- Enunciado 1: Liste todas as organizações citadas no texto sobre inteligência artificial.
- Enunciado 2: Reproduza fielmente o trecho do texto sobre inteligência artificial que começa em "As máquinas são" e termina em "muito mais memória.".

- Trecho do texto:
* * * * * * *
A inteligência artificial vai mudar as relações humanas?

Polêmica sobre robô do Google que é capaz de conversar levanta pontos importantes na nossa relação com as máquinas —e as pessoas

No início de junho, um engenheiro do Google causou polêmica ao afirmar que o sistema de inteligência artificial da empresa (batizado de LaMDA, que é a sigla em inglês para Modelo de Linguagem para Aplicativos de Diálogo) era um ser senciente, capaz de perceber seus sentidos e de ter consciência. O Google negou as afirmações e afastou o engenheiro de suas funções.

A dúvida, entretanto, ficou no ar. Será que estamos perto do dia em que os computadores terão consciência, sentimentos e autonomia? Serão as máquinas capazes de desobedecer aos comandos humanos, como acontece no filme “2001 – Uma Odisseia no Espaço”?

Especialistas na área acreditam que não. Eles dizem que o LaMDA é um cérebro artificial, em nuvem, que aprende a “conversar”, e não a pensar ou a sentir. Funciona assim: a máquina recebe milhões de textos, aprende a colocar as palavras em contexto e a elaborar um diálogo —mas parece mais um papagaio do que um ser humano.

“O aprendizado tem um objetivo, que é apresentado na forma de um jogo. Ela tem uma frase completa, mas falta uma palavra, e o sistema precisa adivinhá-la”, explica à BBC Julio Gonzalo Arroyo, professor da Uned (Universidade Nacional de Educação a Distância), da Espanha, e pesquisador do departamento de processamento de linguagem natural e recuperação de informações.

As máquinas são capazes de identificar o significado de uma palavra e observar as outras que estão em um texto em torno dela. Dessa forma, aprendem a prever padrões e palavras da mesma maneira que observamos na previsão de texto dos apps de mensagem no celular, só que com muito mais memória.


O LaMDA, especificamente, aprende a criar respostas espontâneas, que não pareçam ter saído de um robô programado para dizer frases fixas. Além disso, é capaz de reconhecer as nuances de uma conversa, pois, depois de aprender bilhões de palavras, a máquina percebe quais são as mais adequadas para usar em cada contexto.
* * * * * * *
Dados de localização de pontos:
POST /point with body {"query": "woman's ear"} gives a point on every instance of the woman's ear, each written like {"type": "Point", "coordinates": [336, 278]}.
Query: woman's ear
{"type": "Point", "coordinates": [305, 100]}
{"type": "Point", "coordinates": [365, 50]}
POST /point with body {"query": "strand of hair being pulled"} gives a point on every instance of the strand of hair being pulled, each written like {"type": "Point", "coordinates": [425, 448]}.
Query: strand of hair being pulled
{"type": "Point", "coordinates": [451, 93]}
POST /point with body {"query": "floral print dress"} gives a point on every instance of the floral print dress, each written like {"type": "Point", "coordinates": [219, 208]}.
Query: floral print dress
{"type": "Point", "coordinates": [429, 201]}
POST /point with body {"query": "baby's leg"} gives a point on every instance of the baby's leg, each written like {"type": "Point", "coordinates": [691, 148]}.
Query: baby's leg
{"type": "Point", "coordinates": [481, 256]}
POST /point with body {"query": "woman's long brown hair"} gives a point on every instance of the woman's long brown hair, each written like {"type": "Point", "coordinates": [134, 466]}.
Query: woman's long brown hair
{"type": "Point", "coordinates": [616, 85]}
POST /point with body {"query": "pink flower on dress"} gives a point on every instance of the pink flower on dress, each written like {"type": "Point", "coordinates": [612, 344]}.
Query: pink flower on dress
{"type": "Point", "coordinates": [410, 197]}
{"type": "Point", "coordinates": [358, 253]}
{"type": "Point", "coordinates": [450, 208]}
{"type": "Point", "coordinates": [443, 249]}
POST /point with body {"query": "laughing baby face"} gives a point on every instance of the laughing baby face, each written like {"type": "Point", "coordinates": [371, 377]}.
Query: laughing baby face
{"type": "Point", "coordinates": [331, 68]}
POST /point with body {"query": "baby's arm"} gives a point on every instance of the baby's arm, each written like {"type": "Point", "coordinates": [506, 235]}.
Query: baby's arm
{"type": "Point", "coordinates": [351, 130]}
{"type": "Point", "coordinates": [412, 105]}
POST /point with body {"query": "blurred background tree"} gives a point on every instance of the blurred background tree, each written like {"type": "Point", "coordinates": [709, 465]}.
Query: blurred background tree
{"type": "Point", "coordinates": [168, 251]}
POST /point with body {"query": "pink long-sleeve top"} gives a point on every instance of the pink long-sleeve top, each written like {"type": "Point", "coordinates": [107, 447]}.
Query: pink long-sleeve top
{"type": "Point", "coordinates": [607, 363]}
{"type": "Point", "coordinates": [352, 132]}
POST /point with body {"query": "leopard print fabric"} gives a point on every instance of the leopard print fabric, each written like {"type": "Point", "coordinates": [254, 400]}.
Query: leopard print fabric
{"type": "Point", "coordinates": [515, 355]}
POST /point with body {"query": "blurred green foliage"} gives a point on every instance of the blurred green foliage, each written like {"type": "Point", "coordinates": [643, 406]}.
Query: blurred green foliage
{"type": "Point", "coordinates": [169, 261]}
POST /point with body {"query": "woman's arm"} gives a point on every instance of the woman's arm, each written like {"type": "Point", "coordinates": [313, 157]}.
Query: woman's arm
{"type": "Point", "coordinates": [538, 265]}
* * * * * * *
- Resposta esperada 1: Google; BBC; Uned (Universidade Nacional de Educação a Distância)

- Resposta esperada 2:
As máquinas são capazes de identificar o significado de uma palavra e observar as outras que estão em um texto em torno dela. Dessa forma, aprendem a prever padrões e palavras da mesma maneira que observamos na previsão de texto dos apps de mensagem no celular, só que com muito mais memória.